[BRIEF] Could you format the material from the line containing "--target rock outcrop" to the line containing "[[[0,242],[0,279],[32,281],[33,255],[22,242]]]", both included, as a JSON list of strings with one string per line and blank lines omitted?

[EXCERPTED DATA]

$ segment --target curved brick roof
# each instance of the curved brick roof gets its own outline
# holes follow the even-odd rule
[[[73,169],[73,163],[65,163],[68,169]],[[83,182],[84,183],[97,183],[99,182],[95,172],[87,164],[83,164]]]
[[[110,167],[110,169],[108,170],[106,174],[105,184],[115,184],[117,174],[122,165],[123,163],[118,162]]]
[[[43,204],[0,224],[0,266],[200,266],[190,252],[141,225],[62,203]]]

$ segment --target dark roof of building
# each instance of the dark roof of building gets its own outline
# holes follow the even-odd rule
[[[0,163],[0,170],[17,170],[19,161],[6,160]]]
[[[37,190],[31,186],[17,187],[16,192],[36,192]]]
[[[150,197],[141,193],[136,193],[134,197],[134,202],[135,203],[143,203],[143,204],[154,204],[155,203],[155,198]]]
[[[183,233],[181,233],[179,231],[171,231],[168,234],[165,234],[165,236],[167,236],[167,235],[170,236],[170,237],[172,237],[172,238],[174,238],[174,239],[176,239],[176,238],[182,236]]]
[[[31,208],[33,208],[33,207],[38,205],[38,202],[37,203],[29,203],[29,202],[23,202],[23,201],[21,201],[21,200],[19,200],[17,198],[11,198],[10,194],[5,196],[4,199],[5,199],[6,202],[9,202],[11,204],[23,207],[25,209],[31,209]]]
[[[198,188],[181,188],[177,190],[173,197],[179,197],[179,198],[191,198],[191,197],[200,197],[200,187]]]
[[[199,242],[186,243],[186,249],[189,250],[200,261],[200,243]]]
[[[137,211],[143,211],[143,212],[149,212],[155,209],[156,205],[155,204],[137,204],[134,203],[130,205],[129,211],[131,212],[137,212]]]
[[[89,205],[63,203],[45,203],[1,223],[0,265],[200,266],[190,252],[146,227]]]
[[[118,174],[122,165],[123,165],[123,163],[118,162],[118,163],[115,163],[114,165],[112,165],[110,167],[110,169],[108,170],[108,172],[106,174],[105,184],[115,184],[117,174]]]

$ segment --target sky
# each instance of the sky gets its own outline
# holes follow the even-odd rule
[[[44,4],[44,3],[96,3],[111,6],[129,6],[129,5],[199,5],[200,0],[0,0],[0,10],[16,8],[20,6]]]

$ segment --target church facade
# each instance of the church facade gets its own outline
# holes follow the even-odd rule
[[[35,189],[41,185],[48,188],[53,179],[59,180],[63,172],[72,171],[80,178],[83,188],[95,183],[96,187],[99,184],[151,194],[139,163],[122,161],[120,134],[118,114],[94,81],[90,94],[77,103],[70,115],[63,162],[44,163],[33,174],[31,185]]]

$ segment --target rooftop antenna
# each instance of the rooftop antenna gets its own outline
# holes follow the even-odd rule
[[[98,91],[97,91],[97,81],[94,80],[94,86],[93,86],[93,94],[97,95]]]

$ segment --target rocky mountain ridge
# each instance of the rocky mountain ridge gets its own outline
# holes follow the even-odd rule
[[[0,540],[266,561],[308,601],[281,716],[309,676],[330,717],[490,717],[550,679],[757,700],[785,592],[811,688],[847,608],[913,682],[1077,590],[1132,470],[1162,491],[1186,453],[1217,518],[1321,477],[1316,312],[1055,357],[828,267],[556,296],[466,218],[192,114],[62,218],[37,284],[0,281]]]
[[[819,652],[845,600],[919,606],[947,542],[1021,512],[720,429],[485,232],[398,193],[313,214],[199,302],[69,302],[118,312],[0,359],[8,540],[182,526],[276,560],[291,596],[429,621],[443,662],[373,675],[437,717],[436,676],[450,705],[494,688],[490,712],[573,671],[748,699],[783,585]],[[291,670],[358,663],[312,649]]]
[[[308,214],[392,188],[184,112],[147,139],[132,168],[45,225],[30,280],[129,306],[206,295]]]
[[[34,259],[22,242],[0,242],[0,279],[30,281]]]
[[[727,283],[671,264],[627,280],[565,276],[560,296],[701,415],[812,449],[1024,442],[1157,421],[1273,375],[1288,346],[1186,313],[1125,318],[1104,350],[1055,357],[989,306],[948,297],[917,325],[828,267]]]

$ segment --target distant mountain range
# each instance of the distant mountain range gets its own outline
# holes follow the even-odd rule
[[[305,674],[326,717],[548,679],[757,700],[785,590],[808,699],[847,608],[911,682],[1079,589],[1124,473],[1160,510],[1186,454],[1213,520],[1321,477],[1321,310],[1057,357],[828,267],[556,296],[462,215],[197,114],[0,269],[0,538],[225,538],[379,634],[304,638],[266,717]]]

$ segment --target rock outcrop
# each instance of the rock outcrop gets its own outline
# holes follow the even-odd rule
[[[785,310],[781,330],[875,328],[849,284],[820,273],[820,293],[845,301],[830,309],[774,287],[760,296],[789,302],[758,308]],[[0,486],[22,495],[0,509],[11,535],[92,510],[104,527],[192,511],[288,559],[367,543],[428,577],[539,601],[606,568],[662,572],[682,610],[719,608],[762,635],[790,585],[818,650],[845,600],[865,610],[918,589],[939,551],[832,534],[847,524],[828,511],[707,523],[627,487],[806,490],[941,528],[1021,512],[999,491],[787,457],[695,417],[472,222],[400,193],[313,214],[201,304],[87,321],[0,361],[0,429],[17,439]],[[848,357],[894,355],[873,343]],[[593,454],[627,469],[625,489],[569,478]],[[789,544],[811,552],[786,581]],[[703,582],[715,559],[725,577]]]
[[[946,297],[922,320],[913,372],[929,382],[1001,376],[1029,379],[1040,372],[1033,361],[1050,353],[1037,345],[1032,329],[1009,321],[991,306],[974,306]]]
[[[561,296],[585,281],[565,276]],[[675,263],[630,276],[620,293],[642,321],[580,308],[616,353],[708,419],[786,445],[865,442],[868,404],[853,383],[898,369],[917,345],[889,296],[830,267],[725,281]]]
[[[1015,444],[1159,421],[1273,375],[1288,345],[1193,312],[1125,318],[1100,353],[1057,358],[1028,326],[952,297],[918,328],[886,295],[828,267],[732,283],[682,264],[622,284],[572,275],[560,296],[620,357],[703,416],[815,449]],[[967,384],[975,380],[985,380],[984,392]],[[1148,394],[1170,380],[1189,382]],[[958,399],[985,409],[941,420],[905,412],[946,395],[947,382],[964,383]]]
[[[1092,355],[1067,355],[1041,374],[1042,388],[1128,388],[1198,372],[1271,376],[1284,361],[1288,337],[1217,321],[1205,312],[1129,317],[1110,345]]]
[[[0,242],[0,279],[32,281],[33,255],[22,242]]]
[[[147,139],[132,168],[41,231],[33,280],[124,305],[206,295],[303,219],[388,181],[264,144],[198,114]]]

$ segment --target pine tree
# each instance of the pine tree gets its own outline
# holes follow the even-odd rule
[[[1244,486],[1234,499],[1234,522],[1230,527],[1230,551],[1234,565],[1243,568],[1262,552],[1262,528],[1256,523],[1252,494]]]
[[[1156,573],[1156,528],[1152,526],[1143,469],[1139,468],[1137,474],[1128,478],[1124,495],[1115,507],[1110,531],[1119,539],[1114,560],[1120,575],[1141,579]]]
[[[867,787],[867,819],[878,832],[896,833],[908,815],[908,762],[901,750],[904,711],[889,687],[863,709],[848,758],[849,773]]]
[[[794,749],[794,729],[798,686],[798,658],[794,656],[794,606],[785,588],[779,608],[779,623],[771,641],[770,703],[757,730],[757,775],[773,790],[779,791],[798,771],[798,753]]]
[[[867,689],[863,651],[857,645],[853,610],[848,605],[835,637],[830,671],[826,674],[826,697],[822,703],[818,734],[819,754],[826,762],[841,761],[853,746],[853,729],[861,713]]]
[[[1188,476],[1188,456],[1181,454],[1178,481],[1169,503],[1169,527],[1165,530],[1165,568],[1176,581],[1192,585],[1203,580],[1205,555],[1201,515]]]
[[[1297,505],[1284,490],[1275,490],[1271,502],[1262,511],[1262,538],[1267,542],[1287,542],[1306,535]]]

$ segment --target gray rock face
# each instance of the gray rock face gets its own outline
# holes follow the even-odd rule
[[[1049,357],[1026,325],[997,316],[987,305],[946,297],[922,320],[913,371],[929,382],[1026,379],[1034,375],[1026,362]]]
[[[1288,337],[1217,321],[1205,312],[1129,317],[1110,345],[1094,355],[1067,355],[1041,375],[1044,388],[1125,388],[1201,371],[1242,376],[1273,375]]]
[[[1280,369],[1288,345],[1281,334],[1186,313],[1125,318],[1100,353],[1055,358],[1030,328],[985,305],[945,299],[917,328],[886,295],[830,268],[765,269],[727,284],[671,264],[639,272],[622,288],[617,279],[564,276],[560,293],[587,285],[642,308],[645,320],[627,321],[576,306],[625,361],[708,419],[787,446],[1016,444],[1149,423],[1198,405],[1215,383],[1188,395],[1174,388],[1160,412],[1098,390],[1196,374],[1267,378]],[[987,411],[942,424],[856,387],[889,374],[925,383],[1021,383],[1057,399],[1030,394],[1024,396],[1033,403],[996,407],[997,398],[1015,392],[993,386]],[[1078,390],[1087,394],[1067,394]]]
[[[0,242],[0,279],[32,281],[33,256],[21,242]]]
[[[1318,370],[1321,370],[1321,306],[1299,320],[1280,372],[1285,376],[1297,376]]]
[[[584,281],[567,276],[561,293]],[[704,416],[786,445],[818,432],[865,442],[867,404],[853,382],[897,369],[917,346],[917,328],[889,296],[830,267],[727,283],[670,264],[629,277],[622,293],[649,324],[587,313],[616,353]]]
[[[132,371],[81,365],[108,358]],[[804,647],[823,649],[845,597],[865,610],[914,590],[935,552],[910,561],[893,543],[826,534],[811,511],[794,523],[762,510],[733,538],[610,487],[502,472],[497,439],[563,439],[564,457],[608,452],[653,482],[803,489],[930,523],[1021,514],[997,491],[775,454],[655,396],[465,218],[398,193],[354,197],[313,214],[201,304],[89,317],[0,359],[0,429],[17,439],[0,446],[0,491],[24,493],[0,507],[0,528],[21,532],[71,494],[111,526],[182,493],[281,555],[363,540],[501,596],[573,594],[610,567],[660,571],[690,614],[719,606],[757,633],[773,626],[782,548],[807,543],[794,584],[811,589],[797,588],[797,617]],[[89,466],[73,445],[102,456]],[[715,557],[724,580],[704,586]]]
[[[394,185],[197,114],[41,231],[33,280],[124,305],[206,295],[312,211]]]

[EXERCISE RESPONSE]
[
  "$ segment --target rock outcrop",
  "# each instance of the rock outcrop gets its own outline",
  "# holes follow the even-odd rule",
  "[[[785,310],[781,330],[875,328],[849,284],[820,273],[820,293],[845,301],[830,309],[774,287],[760,296],[789,302],[758,308]],[[0,486],[22,495],[0,509],[11,535],[92,510],[104,527],[192,511],[288,559],[367,543],[428,577],[539,601],[606,568],[662,572],[682,610],[719,608],[762,635],[790,585],[818,650],[845,600],[865,610],[918,589],[939,551],[832,534],[847,524],[828,511],[707,523],[627,487],[806,490],[941,528],[1021,512],[999,491],[787,457],[695,417],[472,222],[400,193],[313,214],[201,304],[87,321],[0,361],[0,429],[17,439]],[[848,357],[894,355],[873,343]],[[593,454],[627,469],[625,489],[569,478]],[[789,544],[811,552],[786,581]],[[703,582],[715,559],[725,577]]]",
  "[[[946,297],[922,320],[913,372],[929,382],[1001,376],[1029,379],[1040,372],[1033,361],[1050,353],[1037,345],[1032,329],[1009,321],[991,306],[974,306]]]",
  "[[[561,296],[585,281],[565,276]],[[675,263],[630,276],[620,293],[642,321],[580,308],[616,353],[708,419],[786,445],[865,442],[868,404],[853,383],[898,369],[917,345],[889,296],[830,267],[725,281]]]",
  "[[[1015,444],[1159,421],[1273,375],[1288,345],[1193,312],[1125,318],[1100,353],[1057,358],[1028,326],[952,297],[918,328],[886,295],[828,267],[732,283],[682,264],[622,284],[572,275],[560,296],[620,357],[703,416],[815,449]],[[967,384],[975,380],[985,380],[984,392]],[[1148,394],[1170,380],[1189,382]],[[958,399],[985,409],[941,420],[905,412],[946,395],[947,382],[964,383]]]",
  "[[[1092,355],[1067,355],[1041,374],[1042,388],[1128,388],[1198,372],[1271,376],[1284,361],[1288,337],[1217,321],[1205,312],[1129,317],[1110,345]]]",
  "[[[0,242],[0,279],[32,281],[33,255],[22,242]]]"
]